[Set exercise]: Select each line of the rows below that contains the word "iron", and copy those lines. Match case exactly.

[Recorded information]:
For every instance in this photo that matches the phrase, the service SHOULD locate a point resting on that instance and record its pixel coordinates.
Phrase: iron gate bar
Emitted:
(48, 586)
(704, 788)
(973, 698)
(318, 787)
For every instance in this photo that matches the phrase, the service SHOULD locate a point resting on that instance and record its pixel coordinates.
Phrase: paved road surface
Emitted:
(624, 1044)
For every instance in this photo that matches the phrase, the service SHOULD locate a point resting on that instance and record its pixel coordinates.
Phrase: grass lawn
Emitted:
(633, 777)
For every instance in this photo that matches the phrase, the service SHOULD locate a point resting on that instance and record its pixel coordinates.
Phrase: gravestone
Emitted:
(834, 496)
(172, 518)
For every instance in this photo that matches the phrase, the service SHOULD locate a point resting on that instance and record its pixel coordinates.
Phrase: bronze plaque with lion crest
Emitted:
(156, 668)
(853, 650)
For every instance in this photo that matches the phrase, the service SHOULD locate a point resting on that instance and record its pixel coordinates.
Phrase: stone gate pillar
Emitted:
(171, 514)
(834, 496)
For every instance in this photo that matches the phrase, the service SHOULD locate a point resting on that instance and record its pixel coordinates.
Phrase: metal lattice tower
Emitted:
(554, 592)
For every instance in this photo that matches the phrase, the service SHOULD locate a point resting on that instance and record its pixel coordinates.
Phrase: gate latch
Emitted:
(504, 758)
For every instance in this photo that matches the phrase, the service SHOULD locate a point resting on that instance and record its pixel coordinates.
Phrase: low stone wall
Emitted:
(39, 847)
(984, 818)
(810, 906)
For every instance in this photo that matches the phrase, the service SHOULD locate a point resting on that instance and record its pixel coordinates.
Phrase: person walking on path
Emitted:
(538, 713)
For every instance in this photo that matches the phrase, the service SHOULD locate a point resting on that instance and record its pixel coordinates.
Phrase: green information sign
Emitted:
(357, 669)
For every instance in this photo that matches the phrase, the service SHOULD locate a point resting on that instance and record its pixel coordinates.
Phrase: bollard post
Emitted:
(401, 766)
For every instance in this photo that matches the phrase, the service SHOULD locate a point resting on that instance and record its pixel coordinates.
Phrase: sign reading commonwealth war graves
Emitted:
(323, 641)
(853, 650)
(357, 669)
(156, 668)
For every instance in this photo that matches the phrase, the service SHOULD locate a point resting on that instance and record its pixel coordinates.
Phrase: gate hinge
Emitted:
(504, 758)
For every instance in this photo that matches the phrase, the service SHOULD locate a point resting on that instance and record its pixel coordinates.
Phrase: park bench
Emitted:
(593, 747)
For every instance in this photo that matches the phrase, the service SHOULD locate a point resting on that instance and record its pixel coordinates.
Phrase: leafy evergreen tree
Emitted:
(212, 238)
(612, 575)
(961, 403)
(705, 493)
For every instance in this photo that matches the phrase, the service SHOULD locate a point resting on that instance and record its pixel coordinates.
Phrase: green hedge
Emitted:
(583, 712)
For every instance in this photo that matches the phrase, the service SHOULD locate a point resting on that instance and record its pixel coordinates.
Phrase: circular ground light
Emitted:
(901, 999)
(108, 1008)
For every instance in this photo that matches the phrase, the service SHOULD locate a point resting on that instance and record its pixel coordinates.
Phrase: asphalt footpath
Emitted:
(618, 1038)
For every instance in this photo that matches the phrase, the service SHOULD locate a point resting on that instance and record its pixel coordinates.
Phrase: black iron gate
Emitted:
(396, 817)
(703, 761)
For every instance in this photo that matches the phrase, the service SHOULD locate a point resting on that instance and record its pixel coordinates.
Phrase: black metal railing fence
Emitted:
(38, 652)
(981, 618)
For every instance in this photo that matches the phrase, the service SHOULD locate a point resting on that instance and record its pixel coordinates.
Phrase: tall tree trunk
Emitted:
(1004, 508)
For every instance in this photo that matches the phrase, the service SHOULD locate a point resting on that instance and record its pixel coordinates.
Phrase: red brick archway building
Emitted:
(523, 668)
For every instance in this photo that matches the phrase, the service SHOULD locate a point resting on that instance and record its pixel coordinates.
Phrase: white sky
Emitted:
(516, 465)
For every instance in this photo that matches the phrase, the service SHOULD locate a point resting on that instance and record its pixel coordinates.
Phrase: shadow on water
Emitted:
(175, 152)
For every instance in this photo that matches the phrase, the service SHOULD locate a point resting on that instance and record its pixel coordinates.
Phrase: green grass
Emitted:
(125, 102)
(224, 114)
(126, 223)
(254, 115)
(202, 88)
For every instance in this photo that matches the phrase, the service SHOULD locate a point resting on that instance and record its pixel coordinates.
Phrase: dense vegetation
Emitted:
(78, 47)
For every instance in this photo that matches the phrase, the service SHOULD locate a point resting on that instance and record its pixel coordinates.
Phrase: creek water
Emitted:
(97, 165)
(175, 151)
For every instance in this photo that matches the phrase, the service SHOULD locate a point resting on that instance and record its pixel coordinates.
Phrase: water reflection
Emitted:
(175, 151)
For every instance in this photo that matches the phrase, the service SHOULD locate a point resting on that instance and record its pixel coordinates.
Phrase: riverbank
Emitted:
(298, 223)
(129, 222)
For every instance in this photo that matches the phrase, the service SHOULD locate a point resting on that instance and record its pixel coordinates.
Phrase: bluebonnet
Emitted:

[Reply to the task]:
Phrase: iron gate bar
Phrase: black iron gate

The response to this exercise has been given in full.